■ **GOAL OF THE EXERCISE**:
Lines of the listing below that contain the string "background" are to be returned.

■ **RECORDS SHOWN**:
%%

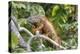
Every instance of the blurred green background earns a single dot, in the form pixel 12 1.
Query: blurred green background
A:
pixel 63 17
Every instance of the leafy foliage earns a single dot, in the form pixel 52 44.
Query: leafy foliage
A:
pixel 63 17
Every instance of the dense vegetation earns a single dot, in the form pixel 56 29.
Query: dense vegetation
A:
pixel 63 16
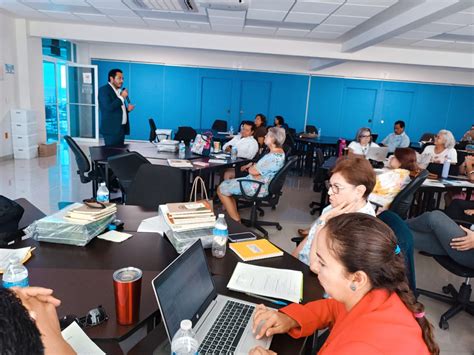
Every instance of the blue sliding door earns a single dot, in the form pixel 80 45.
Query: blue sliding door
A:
pixel 216 100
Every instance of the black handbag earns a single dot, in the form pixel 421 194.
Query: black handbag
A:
pixel 10 216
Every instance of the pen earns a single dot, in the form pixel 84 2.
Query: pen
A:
pixel 280 303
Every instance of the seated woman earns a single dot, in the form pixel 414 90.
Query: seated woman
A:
pixel 372 309
pixel 264 171
pixel 362 142
pixel 443 148
pixel 351 182
pixel 401 167
pixel 437 234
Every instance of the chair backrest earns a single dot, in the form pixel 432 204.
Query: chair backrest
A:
pixel 125 167
pixel 402 202
pixel 220 125
pixel 155 185
pixel 185 134
pixel 405 242
pixel 310 129
pixel 152 137
pixel 82 161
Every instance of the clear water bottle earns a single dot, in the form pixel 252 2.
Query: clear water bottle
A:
pixel 181 150
pixel 233 153
pixel 219 242
pixel 446 166
pixel 184 341
pixel 102 193
pixel 16 274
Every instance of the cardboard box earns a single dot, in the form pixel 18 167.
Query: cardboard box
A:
pixel 47 149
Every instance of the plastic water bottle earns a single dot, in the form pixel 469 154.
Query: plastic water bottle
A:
pixel 16 274
pixel 446 166
pixel 181 150
pixel 102 193
pixel 219 242
pixel 184 341
pixel 233 153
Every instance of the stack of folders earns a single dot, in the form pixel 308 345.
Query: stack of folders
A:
pixel 90 214
pixel 189 215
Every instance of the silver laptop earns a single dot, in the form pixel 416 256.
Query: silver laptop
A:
pixel 377 153
pixel 185 290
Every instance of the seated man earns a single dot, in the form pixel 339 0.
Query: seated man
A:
pixel 398 139
pixel 29 322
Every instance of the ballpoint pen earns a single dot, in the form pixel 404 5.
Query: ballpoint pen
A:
pixel 280 303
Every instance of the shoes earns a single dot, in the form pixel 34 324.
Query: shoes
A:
pixel 303 232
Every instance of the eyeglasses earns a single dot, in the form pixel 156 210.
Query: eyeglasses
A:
pixel 94 317
pixel 335 188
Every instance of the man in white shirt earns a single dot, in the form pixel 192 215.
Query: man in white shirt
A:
pixel 247 146
pixel 398 139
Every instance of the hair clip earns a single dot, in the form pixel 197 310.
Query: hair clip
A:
pixel 397 250
pixel 419 315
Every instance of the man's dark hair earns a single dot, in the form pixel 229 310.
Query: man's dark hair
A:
pixel 400 123
pixel 249 123
pixel 18 332
pixel 113 73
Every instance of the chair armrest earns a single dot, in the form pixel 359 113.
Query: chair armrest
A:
pixel 254 196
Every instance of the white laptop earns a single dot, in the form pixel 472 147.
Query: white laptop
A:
pixel 377 153
pixel 185 290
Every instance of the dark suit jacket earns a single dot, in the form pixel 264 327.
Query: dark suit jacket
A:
pixel 111 111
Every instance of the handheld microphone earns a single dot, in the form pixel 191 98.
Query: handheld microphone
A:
pixel 127 98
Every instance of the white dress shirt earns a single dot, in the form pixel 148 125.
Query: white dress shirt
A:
pixel 124 109
pixel 246 147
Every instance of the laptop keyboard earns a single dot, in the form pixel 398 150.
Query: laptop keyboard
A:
pixel 228 328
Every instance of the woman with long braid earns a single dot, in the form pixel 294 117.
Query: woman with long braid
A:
pixel 371 310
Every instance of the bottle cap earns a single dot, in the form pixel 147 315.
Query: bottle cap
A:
pixel 186 324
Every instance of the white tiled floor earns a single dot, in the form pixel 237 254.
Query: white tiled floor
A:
pixel 46 181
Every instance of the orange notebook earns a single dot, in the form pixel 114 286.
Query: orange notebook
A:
pixel 255 249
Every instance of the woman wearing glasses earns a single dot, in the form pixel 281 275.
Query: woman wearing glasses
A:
pixel 362 143
pixel 351 183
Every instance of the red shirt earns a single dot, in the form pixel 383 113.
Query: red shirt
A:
pixel 379 324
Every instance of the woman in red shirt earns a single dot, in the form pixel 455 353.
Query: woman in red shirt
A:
pixel 371 310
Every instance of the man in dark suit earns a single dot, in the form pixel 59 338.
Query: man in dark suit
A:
pixel 114 112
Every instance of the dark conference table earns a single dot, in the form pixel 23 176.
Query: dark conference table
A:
pixel 82 276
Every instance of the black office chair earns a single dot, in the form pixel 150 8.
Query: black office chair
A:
pixel 83 165
pixel 220 125
pixel 402 202
pixel 125 167
pixel 459 300
pixel 155 185
pixel 271 200
pixel 185 134
pixel 152 137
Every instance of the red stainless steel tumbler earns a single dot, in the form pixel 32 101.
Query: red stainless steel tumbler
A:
pixel 127 289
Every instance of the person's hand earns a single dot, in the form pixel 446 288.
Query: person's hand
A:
pixel 469 212
pixel 267 322
pixel 258 350
pixel 463 243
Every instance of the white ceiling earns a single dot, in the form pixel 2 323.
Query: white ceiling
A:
pixel 355 24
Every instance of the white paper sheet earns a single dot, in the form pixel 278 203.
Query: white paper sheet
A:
pixel 79 341
pixel 266 281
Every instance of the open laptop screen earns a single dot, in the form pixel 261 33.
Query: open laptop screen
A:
pixel 184 289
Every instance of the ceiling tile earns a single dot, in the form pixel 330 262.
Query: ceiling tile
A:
pixel 345 20
pixel 468 31
pixel 318 7
pixel 281 5
pixel 333 28
pixel 358 10
pixel 266 15
pixel 260 30
pixel 288 32
pixel 301 17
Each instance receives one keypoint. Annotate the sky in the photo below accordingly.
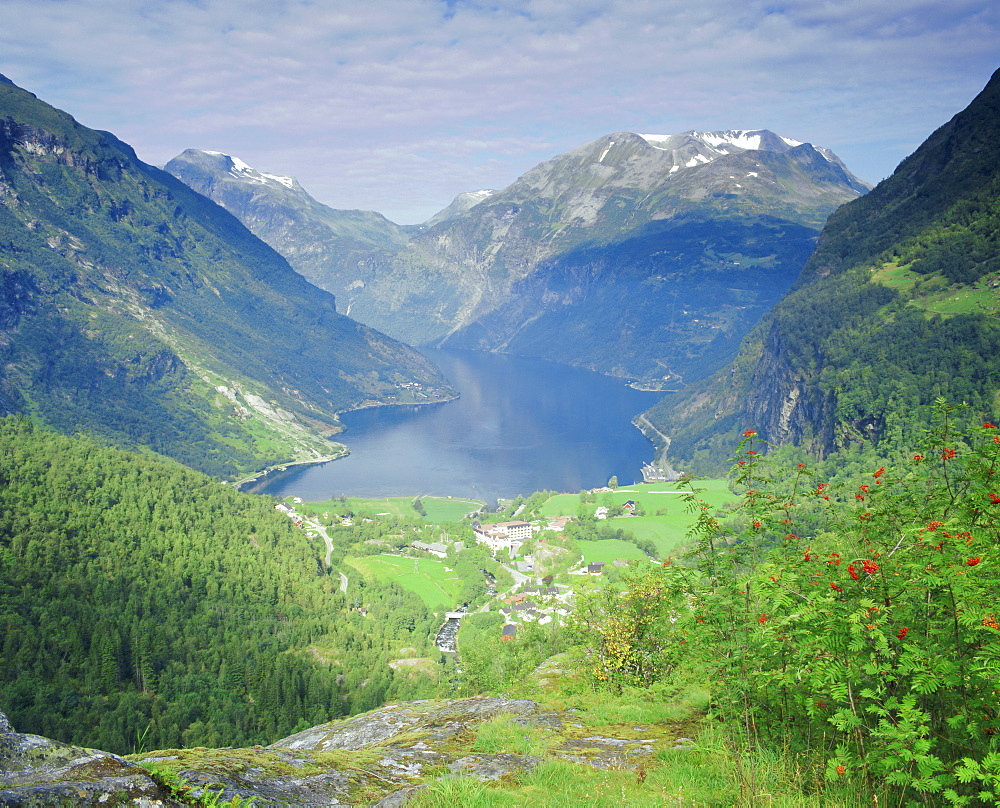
(399, 105)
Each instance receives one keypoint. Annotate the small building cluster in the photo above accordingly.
(503, 536)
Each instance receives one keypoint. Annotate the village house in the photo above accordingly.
(503, 535)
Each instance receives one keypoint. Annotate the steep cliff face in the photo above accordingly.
(134, 308)
(642, 256)
(898, 305)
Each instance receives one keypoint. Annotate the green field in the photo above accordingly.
(667, 530)
(425, 577)
(608, 550)
(448, 509)
(439, 509)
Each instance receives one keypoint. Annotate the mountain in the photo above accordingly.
(323, 244)
(143, 603)
(135, 309)
(637, 255)
(898, 305)
(459, 205)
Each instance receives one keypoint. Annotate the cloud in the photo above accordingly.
(398, 105)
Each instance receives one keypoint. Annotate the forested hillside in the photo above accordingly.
(134, 308)
(898, 305)
(145, 605)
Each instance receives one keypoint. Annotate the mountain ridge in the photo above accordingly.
(531, 268)
(140, 310)
(896, 307)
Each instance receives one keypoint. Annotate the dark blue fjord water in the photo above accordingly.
(520, 425)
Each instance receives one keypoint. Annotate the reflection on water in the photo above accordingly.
(520, 425)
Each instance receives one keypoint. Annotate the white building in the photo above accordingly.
(503, 535)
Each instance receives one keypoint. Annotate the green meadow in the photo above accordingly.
(608, 550)
(667, 519)
(428, 578)
(439, 509)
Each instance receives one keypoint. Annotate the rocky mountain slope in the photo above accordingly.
(637, 255)
(898, 305)
(323, 244)
(380, 758)
(136, 309)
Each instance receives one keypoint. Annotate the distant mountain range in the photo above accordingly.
(899, 304)
(135, 309)
(645, 256)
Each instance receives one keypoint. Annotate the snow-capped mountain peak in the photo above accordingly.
(244, 171)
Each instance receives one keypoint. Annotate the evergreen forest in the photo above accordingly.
(143, 604)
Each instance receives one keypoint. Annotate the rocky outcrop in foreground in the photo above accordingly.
(36, 771)
(379, 758)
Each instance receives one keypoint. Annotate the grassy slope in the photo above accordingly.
(437, 586)
(667, 530)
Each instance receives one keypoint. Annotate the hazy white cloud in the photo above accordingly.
(398, 105)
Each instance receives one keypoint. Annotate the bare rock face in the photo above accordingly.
(440, 720)
(36, 771)
(381, 758)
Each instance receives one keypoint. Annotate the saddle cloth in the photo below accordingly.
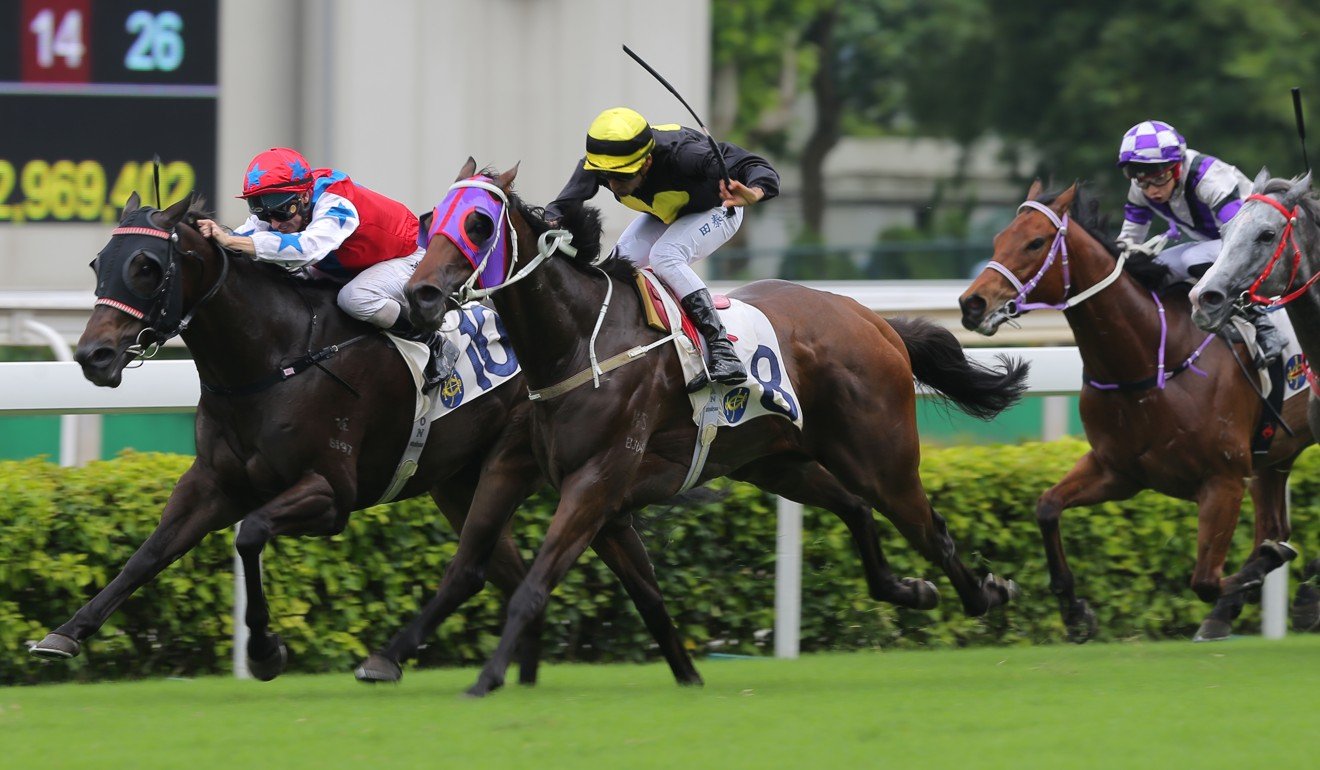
(767, 390)
(485, 361)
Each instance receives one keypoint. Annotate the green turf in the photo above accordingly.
(1244, 703)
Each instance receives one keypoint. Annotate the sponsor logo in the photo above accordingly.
(452, 391)
(735, 403)
(1296, 371)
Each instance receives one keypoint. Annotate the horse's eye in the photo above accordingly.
(479, 227)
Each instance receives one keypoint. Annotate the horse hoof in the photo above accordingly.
(1081, 622)
(924, 596)
(378, 668)
(271, 666)
(56, 647)
(999, 591)
(1213, 630)
(1306, 609)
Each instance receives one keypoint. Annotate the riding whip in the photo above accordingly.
(1302, 126)
(720, 156)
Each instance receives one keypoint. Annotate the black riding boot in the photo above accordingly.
(444, 353)
(721, 359)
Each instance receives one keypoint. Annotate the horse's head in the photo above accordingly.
(1262, 258)
(1021, 267)
(470, 241)
(140, 288)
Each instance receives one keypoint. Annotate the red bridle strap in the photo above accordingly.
(1286, 239)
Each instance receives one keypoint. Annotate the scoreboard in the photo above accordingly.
(90, 90)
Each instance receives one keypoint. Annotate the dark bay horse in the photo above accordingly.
(285, 455)
(630, 441)
(1271, 256)
(1164, 407)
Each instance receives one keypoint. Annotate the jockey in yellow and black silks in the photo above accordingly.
(671, 175)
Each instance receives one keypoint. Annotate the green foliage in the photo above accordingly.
(65, 532)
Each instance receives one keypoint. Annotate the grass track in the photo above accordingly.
(1244, 703)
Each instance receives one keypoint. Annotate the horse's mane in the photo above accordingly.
(1085, 213)
(1310, 201)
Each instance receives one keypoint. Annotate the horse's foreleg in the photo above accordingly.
(1087, 484)
(622, 550)
(485, 544)
(305, 507)
(582, 511)
(1219, 507)
(193, 510)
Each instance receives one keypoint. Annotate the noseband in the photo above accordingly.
(456, 196)
(1019, 304)
(1287, 238)
(160, 309)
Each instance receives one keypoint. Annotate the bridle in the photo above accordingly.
(163, 309)
(1057, 248)
(1286, 239)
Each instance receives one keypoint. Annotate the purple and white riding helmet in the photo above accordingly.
(1151, 141)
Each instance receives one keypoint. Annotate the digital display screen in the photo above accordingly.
(90, 91)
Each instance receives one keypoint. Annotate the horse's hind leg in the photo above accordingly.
(1088, 482)
(1269, 491)
(193, 510)
(622, 550)
(807, 482)
(886, 476)
(306, 507)
(485, 544)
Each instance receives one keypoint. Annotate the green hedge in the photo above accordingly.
(65, 532)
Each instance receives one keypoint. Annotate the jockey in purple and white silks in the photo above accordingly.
(1195, 193)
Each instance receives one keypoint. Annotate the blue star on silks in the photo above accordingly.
(341, 213)
(289, 241)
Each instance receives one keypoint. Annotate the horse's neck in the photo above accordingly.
(248, 328)
(1118, 328)
(549, 317)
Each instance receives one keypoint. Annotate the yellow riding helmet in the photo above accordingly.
(618, 141)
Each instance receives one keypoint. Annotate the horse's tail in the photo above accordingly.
(940, 363)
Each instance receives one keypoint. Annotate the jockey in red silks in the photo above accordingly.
(321, 223)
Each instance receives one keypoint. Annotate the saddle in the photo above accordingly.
(658, 317)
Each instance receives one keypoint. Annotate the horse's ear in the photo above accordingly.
(1299, 189)
(506, 178)
(133, 204)
(1258, 184)
(467, 171)
(174, 214)
(1064, 201)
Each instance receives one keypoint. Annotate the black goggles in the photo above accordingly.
(280, 206)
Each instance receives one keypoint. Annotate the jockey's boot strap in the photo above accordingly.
(721, 361)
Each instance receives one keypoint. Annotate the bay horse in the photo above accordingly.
(1163, 404)
(304, 416)
(1271, 258)
(630, 441)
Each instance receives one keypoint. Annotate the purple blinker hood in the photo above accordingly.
(448, 219)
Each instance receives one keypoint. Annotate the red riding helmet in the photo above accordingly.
(276, 171)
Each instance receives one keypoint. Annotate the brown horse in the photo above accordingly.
(1164, 407)
(630, 441)
(285, 453)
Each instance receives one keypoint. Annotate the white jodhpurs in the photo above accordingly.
(1184, 259)
(376, 293)
(671, 248)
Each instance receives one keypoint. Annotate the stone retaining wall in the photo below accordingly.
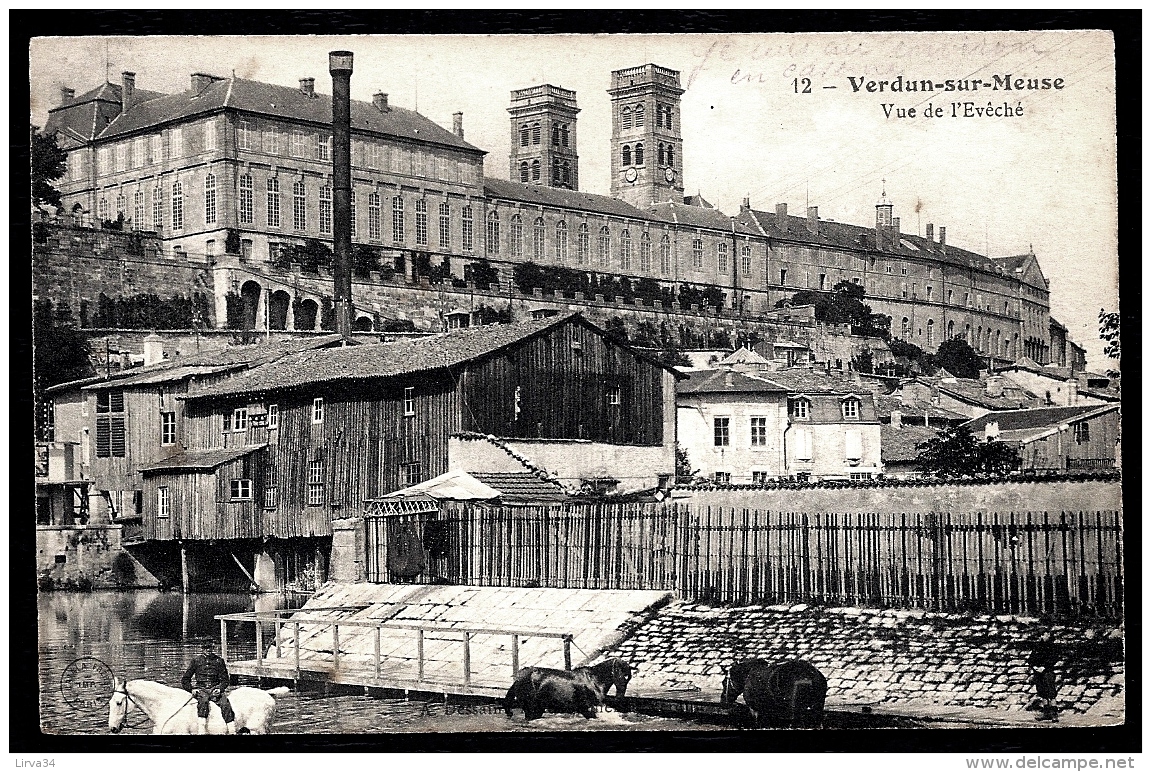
(875, 656)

%%

■ **REPLY TO THE EXERCISE**:
Every instance of the blurred green background earns a single dot, in the form pixel 12 1.
Query: blurred green background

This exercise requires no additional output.